What is being asked | Could you reproduce the listing below starting at the line that contains "Could you point to every instance of the blurred" and ending at the line that contains "<point>272,362</point>", with both of those lines included, and add 72 to every coordinate in the answers? Leave everything else unchanged.

Listing excerpts on object pointing:
^^^^^^^^

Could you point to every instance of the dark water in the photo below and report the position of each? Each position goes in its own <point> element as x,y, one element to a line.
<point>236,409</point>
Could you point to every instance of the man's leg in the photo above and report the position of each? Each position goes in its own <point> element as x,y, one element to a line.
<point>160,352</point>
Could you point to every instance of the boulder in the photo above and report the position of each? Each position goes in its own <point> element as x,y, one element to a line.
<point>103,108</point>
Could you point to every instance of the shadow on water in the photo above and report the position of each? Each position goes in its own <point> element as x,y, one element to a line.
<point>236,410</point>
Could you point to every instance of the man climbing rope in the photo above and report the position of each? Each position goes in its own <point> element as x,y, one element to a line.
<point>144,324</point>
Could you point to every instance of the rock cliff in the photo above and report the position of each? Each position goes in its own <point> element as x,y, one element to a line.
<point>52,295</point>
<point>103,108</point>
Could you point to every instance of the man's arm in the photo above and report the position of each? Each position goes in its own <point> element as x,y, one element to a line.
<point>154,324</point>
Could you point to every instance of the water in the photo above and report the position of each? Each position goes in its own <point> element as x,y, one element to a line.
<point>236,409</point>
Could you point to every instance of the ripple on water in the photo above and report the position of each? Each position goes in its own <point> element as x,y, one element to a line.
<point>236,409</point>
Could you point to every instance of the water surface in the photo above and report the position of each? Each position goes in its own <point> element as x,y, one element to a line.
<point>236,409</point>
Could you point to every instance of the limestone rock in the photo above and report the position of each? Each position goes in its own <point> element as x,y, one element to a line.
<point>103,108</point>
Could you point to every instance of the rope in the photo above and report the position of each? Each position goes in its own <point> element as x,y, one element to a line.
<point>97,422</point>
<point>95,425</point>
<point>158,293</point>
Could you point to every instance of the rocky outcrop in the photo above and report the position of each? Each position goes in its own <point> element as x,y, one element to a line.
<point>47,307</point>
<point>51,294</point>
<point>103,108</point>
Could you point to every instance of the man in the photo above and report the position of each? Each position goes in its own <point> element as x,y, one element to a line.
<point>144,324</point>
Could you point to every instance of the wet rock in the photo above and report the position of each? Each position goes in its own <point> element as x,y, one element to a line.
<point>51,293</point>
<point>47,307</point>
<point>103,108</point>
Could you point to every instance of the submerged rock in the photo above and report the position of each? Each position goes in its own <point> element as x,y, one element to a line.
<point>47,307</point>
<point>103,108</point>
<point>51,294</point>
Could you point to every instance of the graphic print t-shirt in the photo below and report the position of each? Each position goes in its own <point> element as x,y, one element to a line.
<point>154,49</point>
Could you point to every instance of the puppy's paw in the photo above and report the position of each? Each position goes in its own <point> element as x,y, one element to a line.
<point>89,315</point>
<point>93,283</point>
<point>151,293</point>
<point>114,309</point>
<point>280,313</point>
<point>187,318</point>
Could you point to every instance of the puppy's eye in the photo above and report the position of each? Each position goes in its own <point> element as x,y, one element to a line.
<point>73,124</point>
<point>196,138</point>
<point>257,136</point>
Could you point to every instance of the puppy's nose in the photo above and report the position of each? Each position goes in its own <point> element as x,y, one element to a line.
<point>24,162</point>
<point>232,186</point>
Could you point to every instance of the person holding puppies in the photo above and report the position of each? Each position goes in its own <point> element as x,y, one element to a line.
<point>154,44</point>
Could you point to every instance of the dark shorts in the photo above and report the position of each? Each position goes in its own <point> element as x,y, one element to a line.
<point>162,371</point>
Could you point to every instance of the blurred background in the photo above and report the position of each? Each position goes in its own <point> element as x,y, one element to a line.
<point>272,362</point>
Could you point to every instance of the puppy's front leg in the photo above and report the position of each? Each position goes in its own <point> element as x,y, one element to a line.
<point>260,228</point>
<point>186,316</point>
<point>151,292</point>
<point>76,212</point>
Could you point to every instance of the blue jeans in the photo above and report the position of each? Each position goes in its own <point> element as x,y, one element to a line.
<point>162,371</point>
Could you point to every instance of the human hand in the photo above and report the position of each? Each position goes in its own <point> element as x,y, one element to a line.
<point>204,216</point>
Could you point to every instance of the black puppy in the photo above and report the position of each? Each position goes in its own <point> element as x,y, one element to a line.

^^^^^^^^

Solved exercise |
Could you point to every instance of the blurred background in the photo above and report the position of each? Each position goes in its own <point> element as x,y, one element to a line.
<point>344,434</point>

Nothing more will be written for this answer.